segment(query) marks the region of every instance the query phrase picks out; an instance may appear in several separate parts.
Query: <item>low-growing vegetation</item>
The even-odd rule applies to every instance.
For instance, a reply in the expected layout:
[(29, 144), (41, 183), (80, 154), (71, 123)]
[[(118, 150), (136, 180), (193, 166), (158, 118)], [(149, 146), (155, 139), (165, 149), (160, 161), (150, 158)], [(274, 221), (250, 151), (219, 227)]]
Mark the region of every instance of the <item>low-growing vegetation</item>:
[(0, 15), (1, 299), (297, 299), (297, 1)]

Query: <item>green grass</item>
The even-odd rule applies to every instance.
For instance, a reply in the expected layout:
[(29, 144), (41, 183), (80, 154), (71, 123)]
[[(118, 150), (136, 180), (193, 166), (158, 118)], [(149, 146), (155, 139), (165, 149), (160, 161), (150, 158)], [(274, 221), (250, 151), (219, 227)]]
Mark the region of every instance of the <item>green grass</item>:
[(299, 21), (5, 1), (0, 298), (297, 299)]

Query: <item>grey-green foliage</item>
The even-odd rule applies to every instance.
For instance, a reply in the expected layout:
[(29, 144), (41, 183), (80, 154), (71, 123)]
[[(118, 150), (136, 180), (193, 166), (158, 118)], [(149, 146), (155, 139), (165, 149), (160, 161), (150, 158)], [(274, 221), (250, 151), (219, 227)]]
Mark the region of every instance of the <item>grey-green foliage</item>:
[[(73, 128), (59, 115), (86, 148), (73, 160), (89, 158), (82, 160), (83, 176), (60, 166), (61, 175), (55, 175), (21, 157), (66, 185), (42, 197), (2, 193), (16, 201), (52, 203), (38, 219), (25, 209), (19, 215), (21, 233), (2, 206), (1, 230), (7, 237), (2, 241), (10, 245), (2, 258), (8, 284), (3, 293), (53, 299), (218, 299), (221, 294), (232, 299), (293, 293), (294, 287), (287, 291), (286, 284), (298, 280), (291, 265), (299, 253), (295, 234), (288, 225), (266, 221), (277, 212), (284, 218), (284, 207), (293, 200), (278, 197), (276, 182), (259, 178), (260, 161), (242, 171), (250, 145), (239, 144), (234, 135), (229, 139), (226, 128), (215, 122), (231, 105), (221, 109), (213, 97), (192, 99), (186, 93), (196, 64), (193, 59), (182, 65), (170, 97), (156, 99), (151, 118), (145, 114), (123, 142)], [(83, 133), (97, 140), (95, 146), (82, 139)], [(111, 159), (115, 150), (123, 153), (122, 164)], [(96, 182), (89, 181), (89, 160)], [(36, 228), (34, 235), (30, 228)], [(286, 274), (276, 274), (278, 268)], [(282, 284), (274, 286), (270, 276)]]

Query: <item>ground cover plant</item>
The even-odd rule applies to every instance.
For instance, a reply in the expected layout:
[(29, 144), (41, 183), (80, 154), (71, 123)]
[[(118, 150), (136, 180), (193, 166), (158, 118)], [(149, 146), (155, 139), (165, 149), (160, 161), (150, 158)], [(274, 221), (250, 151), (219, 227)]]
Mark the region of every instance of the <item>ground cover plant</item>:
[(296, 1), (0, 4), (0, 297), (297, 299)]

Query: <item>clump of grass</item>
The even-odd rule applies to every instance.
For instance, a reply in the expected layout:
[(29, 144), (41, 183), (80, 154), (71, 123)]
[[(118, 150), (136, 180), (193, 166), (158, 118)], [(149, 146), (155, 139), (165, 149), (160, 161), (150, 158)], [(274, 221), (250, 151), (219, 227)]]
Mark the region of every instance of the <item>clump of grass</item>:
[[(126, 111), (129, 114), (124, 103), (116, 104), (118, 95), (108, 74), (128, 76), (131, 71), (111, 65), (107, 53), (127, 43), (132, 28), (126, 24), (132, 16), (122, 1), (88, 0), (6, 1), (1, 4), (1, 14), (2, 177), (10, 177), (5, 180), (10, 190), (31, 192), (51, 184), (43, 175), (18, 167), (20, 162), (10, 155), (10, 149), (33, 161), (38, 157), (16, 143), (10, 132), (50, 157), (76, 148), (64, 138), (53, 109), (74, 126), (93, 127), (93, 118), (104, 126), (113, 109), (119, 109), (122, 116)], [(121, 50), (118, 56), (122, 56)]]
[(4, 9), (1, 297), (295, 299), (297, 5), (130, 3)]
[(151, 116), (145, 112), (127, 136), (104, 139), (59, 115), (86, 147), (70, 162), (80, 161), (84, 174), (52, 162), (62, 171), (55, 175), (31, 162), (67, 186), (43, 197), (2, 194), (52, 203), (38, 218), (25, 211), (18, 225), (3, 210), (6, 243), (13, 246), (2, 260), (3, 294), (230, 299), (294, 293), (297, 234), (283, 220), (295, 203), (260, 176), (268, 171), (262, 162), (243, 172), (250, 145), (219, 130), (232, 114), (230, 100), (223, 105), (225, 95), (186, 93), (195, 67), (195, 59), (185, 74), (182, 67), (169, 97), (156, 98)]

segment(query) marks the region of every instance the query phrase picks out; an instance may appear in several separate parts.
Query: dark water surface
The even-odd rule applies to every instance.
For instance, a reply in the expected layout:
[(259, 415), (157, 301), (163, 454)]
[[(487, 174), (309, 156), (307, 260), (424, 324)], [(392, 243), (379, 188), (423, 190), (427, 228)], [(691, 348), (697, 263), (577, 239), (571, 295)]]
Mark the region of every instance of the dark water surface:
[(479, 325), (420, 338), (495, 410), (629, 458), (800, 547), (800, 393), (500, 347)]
◆ ◆ ◆ ◆ ◆ ◆ ◆
» Exercise instructions: With the material above as the source, restate each line word for word.

» Finished exercise:
segment(query) marks the region of every instance the query phrase picks out; an instance may appear in several separate parts.
Query: <item>low-growing vegetation</item>
The even-odd rule applies to every instance.
For instance, a reply in the expected layout:
[(29, 144), (41, 183), (80, 154), (71, 123)]
[[(118, 150), (136, 180), (193, 166), (158, 118)], [(149, 146), (155, 139), (165, 149), (160, 161), (150, 158)], [(274, 221), (250, 151), (219, 227)]]
Mark the region of every instance of the <item>low-growing vegetation</item>:
[(0, 15), (1, 299), (297, 299), (297, 1)]

Query: <item>green grass</item>
The even-odd rule applies to every instance.
For instance, a reply in the expected layout:
[(29, 144), (41, 183), (80, 154), (71, 123)]
[[(118, 150), (136, 180), (193, 166), (158, 118)], [(149, 146), (155, 139), (165, 149), (160, 161), (150, 158)], [(274, 221), (250, 151), (219, 227)]]
Mark the region of every instance of the <item>green grass</item>:
[(299, 21), (5, 1), (0, 298), (297, 299)]

Query: <item>grey-green foliage</item>
The even-odd rule applies to every instance.
For instance, a reply in the expected layout:
[(29, 144), (41, 183), (80, 154), (71, 123)]
[[(118, 150), (136, 180), (193, 166), (158, 118)], [(149, 146), (155, 139), (165, 149), (160, 161), (150, 158)], [(274, 221), (250, 151), (219, 227)]]
Mark the region of every instance of the <item>grey-green foliage</item>:
[[(73, 128), (59, 115), (86, 148), (73, 160), (89, 158), (82, 160), (83, 176), (60, 166), (61, 175), (55, 175), (21, 157), (66, 185), (42, 197), (2, 193), (16, 201), (52, 203), (38, 219), (25, 209), (19, 215), (21, 233), (2, 206), (1, 230), (7, 237), (2, 241), (10, 245), (2, 258), (8, 284), (3, 293), (53, 299), (218, 299), (221, 294), (232, 299), (293, 293), (294, 287), (287, 291), (286, 284), (298, 280), (291, 265), (299, 253), (295, 234), (288, 225), (266, 221), (277, 212), (284, 218), (284, 207), (293, 200), (278, 197), (276, 182), (259, 178), (260, 161), (242, 171), (250, 145), (239, 144), (234, 135), (229, 139), (226, 128), (215, 122), (231, 105), (221, 109), (213, 97), (192, 99), (186, 93), (196, 64), (193, 59), (182, 65), (170, 97), (156, 99), (151, 118), (145, 114), (123, 142)], [(83, 133), (97, 140), (95, 146), (82, 139)], [(111, 159), (115, 150), (123, 153), (122, 164)], [(96, 182), (89, 181), (89, 160)], [(36, 228), (34, 235), (30, 228)], [(286, 274), (276, 274), (278, 268)], [(282, 284), (274, 286), (270, 276)]]

Query: <item>ground cover plant</item>
The even-odd rule applies to every instance.
For instance, a reply in the expected layout:
[(29, 144), (41, 183), (80, 154), (71, 123)]
[[(118, 150), (136, 180), (193, 166), (158, 118)], [(149, 146), (155, 139), (165, 149), (160, 161), (150, 158)], [(274, 221), (250, 151), (219, 227)]]
Mark the region of every instance of the <item>ground cover plant</item>:
[(296, 1), (0, 4), (0, 297), (297, 299)]

Query: <item>clump of grass</item>
The even-odd rule applies to every instance.
For instance, a reply in the expected layout:
[(29, 144), (41, 183), (80, 154), (71, 123)]
[[(118, 150), (136, 180), (193, 166), (158, 118)], [(149, 146), (155, 139), (165, 149), (160, 161), (150, 158)], [(274, 221), (250, 151), (219, 227)]]
Mark the region of every instance of the <item>clump of grass</item>:
[[(126, 111), (129, 114), (124, 103), (116, 104), (118, 95), (108, 74), (128, 76), (131, 71), (111, 65), (107, 53), (127, 43), (132, 28), (126, 24), (132, 16), (122, 1), (88, 0), (6, 1), (1, 4), (1, 14), (2, 177), (10, 177), (5, 180), (10, 190), (31, 192), (51, 184), (43, 175), (18, 167), (20, 162), (10, 155), (10, 149), (33, 161), (38, 157), (16, 143), (10, 132), (50, 157), (76, 148), (64, 138), (53, 109), (74, 126), (93, 127), (93, 118), (104, 126), (113, 109), (119, 109), (122, 116)], [(121, 50), (118, 56), (122, 56)]]
[(4, 9), (1, 297), (295, 299), (297, 5), (130, 3)]
[(151, 116), (145, 112), (127, 136), (104, 139), (59, 115), (86, 147), (70, 162), (80, 161), (84, 174), (52, 162), (62, 171), (55, 175), (31, 162), (67, 186), (43, 197), (2, 194), (52, 203), (38, 218), (25, 211), (18, 225), (3, 210), (6, 243), (13, 246), (2, 260), (3, 294), (230, 299), (294, 293), (297, 234), (283, 220), (295, 203), (260, 176), (268, 171), (262, 162), (243, 172), (250, 145), (219, 130), (232, 114), (230, 100), (223, 105), (225, 95), (186, 93), (195, 67), (195, 59), (185, 74), (182, 67), (169, 97), (156, 98)]

segment(query) marks the region of every instance the query phrase picks out; an instance may appear in several separate parts.
Query: dark water surface
The even-odd rule applies to every instance.
For instance, a reply in the expected layout:
[(259, 415), (157, 301), (163, 454)]
[[(487, 174), (309, 156), (307, 260), (424, 324)], [(392, 243), (379, 188), (423, 190), (427, 228)], [(691, 348), (697, 263), (577, 239), (571, 295)]]
Mark the region of every instance of the dark water surface:
[(479, 325), (420, 338), (495, 410), (629, 458), (800, 547), (800, 393), (500, 347)]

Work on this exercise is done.